◆ SOURCE DOCUMENT
-----

At the beginning of the 1945 cycle, after the war, the United States was the dominant financial, economic, and military power. Now they are much weaker in all these areas. They spend far more than they earn and finance it by borrowing and printing money. They suffer from internal conflicts between right-wing populists and left-wing populists, which has disrupted decision-making. And they have external conflicts with countries of comparable power, most notably China, which has increased the risk of wars. Measures of a country’s strength, which are good leading indicators of future well-being, such as educational levels, infrastructure quality, crime rates and many others, show that conditions have weakened and internal and external struggles have increased.

Clearly we were in a stronger position at the conclusion of World War II, nobody disputes that, but using it as a comparator is absurd. The rest of the planet was in rubble and ashes, and the US was untouched, not to mention that we assimilated the best forward technologies: jet engines from Britain, rocketry from Germans, etc.

To think that would go unchanged forever is a dream hardly worth the keypresses to argue it.

-----

◆ SOURCE MATERIAL
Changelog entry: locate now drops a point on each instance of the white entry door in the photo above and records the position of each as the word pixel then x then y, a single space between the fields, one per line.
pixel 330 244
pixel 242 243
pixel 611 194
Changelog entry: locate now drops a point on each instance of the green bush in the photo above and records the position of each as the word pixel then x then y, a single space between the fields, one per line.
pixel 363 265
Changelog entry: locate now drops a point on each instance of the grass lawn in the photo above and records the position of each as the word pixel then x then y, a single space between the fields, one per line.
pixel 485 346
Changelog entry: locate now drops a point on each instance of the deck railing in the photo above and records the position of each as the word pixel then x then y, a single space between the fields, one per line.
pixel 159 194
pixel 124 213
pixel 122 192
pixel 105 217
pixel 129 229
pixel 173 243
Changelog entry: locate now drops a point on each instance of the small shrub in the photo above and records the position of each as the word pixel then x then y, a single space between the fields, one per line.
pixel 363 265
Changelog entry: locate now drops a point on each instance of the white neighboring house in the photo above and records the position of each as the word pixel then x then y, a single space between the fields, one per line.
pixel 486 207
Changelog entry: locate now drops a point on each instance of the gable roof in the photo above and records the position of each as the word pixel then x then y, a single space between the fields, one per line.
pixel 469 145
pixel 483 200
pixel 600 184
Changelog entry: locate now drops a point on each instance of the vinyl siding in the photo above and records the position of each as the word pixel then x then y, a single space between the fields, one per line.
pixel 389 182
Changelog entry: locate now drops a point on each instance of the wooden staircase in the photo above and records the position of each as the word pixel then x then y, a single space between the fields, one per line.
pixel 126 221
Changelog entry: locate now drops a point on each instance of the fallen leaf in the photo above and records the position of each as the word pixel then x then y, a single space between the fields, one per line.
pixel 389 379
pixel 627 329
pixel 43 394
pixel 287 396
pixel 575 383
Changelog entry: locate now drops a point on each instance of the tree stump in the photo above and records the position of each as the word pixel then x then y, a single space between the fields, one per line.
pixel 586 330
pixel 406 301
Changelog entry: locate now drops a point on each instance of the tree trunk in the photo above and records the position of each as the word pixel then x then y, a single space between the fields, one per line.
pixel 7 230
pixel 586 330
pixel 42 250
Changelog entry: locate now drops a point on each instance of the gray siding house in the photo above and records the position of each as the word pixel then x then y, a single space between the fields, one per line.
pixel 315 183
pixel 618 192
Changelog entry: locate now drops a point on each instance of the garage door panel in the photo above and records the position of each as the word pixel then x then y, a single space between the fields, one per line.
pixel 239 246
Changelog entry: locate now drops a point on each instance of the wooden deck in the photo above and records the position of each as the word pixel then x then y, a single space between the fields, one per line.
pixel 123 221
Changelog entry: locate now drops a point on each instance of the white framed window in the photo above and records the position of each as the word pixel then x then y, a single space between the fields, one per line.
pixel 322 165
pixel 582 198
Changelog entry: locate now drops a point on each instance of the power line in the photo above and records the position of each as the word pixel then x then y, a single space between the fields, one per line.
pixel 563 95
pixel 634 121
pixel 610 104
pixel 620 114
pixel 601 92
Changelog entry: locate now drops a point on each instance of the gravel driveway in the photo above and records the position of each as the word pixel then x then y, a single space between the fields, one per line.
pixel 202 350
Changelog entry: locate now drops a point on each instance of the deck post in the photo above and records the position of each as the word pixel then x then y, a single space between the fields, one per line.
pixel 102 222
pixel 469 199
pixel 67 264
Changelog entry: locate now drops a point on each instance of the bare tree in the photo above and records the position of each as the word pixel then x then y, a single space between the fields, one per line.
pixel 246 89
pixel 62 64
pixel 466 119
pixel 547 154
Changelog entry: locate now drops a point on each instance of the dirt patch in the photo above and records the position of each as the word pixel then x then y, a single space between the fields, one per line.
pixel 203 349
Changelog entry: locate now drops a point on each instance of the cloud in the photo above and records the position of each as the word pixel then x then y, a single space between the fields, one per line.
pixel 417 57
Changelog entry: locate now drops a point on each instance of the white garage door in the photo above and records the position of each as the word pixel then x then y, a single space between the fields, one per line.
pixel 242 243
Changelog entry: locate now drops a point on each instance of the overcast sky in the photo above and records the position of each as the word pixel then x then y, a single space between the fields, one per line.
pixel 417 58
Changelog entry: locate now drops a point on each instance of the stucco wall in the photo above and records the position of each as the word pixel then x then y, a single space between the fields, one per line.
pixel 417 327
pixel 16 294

-----

◆ PROBLEMS TO SOLVE
1. List the measures of a country's strength that the passage on American power names as examples.
2. Quote the passage on American power from "Clearly we were" up to and including "from Germans, etc.".

◆ RESPONSES BY ITEM NUMBER
1. Educational levels, infrastructure quality, and crime rates.

2.
Clearly we were in a stronger position at the conclusion of World War II, nobody disputes that, but using it as a comparator is absurd. The rest of the planet was in rubble and ashes, and the US was untouched, not to mention that we assimilated the best forward technologies: jet engines from Britain, rocketry from Germans, etc.